TASKS TO PERFORM>
a. Reproduce the MAME forum discussion from "I felt the same" up to and including "simulating the inputs.", changing "arcades" to "arcade cabinets".
b. Answer these questions using the MAME forum discussion:
(i) Which game's pedals does the first poster recall as having analog input that is commented out in the code?
(ii) Who is quoted in the post dated November 03, 2007?
(iii) How many lines long is the hack mentioned at the end?

EXCERPT PROVIDED>
□ □ □ □
They are wired to know which is which.

--- End quote ---

I always found that to be humorous. MAMEDev seem to really push hard on accurately simulating the hardware for these machines, but there seems to be some hesitation to accurately accept input for very specific parts, like the shifter in question, and give us command line access to enable them. I think I understand that the MAMEDevs want to code for the lowest common denominator, but there are some arcade games that simply cannot be accurately simulated without the necessary hardware.

In any case, I've been told by some people that some analog control input do exist in code for certain games, but are commented out. One would need to examine the code, re-enable them and recompile. Unfortunately, I don't recall which games are like this except for Pole Position's pedals.

Edit: for clarification

u_rebelscum:


--- Quote from: SavannahLion on November 03, 2007, 02:26:22 pm ---I always found that to be humorous. MAMEDev seem to really push hard on accurately simulating the hardware for these machines, but there seems to be some hesitation to accurately accept input for very specific parts, like the shifter in question, and give us command line access to enable them. I think I understand that the MAMEDevs want to code for the lowest common denominator, but there are some arcade games that simply cannot be accurately simulated without the necessary hardware.

--- End quote ---

I felt the same way, but then tried to edit mame for a few special-inputs games.  The problem is windows input system.  (Actually all computers input systems.)  Mame has to use it, and gets all the limits of it.  There is no way in modern OSs for mame to directly talk to the input devices like real arcades did.  Thus making any attempt to "accurately emulate" the original inputs to really be simulating the inputs.

So why should a dev program for an input device he does not have, which wouldn't work without special drivers, when a 20 line hack will do the nearly the same thing on what they have to test with?
□ □ □ □
(Entries from a pointing dataset)
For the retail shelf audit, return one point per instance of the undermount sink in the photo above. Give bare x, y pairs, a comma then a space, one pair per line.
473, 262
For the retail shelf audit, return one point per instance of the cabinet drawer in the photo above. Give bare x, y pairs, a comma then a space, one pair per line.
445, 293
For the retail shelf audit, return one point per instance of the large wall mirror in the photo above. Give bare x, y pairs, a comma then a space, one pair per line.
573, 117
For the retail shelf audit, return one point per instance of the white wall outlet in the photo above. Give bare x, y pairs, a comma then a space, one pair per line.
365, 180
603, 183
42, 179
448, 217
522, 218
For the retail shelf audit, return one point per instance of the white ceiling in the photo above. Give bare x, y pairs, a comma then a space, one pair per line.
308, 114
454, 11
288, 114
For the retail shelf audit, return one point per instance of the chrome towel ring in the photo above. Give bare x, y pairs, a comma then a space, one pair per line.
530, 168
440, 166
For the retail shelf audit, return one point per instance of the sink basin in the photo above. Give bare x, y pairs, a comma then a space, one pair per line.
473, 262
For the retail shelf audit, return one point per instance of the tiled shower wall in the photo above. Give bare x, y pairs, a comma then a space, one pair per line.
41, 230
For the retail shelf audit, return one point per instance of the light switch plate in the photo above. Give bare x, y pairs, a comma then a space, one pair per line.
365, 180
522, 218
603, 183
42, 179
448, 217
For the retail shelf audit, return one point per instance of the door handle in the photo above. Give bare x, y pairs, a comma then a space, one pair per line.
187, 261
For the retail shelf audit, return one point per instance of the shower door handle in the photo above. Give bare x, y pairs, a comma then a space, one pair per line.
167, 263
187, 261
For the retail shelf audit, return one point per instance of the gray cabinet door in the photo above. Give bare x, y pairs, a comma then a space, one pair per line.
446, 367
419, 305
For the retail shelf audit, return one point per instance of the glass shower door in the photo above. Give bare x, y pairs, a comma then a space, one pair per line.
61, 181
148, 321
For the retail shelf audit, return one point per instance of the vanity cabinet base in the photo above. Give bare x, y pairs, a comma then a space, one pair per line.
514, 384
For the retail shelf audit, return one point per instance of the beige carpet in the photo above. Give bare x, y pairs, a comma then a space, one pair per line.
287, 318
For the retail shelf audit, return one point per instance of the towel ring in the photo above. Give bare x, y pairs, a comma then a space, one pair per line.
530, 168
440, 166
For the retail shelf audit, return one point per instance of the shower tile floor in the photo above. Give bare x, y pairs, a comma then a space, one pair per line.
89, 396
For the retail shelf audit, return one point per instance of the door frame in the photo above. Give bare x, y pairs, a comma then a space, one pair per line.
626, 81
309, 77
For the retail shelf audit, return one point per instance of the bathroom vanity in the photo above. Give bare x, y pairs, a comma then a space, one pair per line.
□ □ □ □
RESPONSES TO THE EXERCISE>
a.
I felt the same way, but then tried to edit mame for a few special-inputs games.  The problem is windows input system.  (Actually all computers input systems.)  Mame has to use it, and gets all the limits of it.  There is no way in modern OSs for mame to directly talk to the input devices like real arcade cabinets did.  Thus making any attempt to "accurately emulate" the original inputs to really be simulating the inputs.

b.
(i) Pole Position
(ii) SavannahLion
(iii) 20 lines